Windows2000/private/shell/shell32/treewalk.cpp



// Copyright (c) Microsoft Corporation

// File: TreeWalk.cpp

// This file contains the implementation of CShellTreeWalker, a COM object
// that inherits IShellTreeWalker, and it will recursively enumerate all the
// files (or directories or both) starting from a root directory that match a
// certain spec.
// 1. The tree walker is reparse point aware, it does not traverse into reparse
// point folders by default, but will if specified
// 2. It keeps track of the number of files, directories, depth, and total
// size of all files encountered.
// 3. It will stop the traversal right away if any error message is returned
// from the callback functions except for E_NOTIMPL
// 4. It will jump out of the current working directory if S_FALSE is returned from callback
// functions.

• EXERCISE REQUIREMENTS:
**A.** Answer these questions from the TreeWalk.cpp header comment, one answer per line:
(i) Which interface does CShellTreeWalker inherit?
(ii) Which error returned from a callback function does not stop the traversal?
(iii) What does the tree walker do when a callback function returns S_FALSE?
**B.** List every quantity that the TreeWalk.cpp header comment says the tree walker keeps track of.
Answer using only the text above.

• DATA EXCERPT:
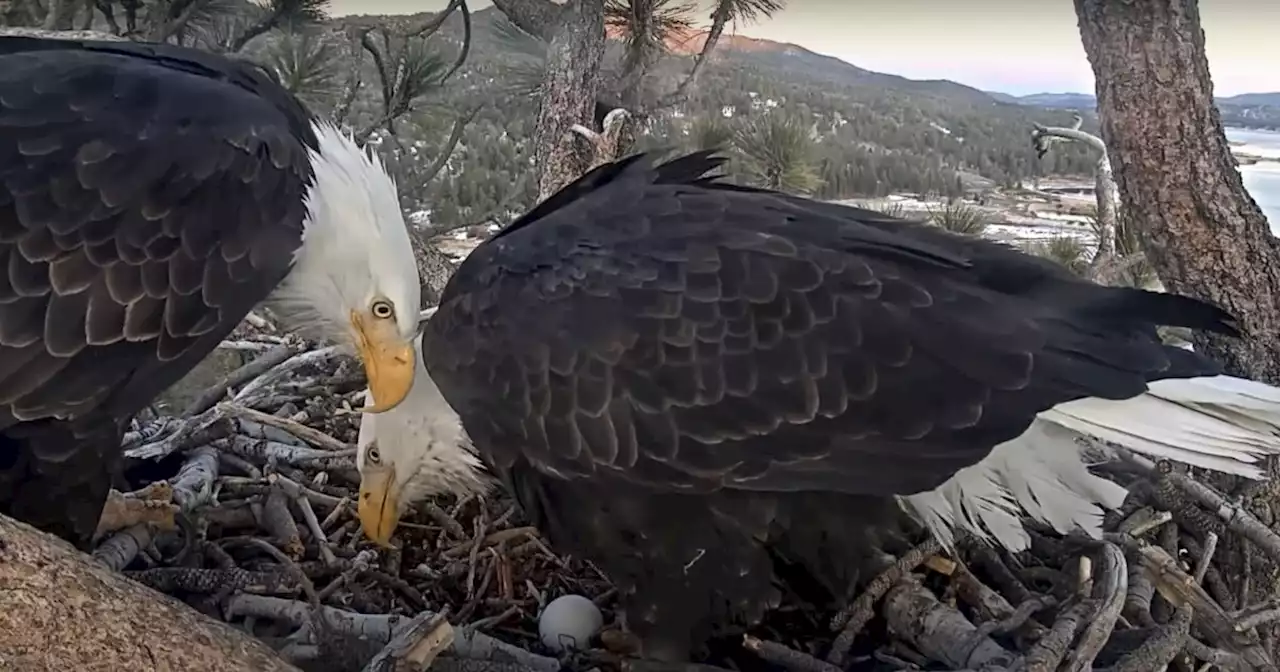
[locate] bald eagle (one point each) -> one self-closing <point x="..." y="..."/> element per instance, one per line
<point x="693" y="384"/>
<point x="150" y="196"/>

• OUTPUTS:
**A.**
(i) IShellTreeWalker
(ii) E_NOTIMPL
(iii) It jumps out of the current working directory.

**B.**
- The number of files
- The number of directories
- Depth
- The total size of all files encountered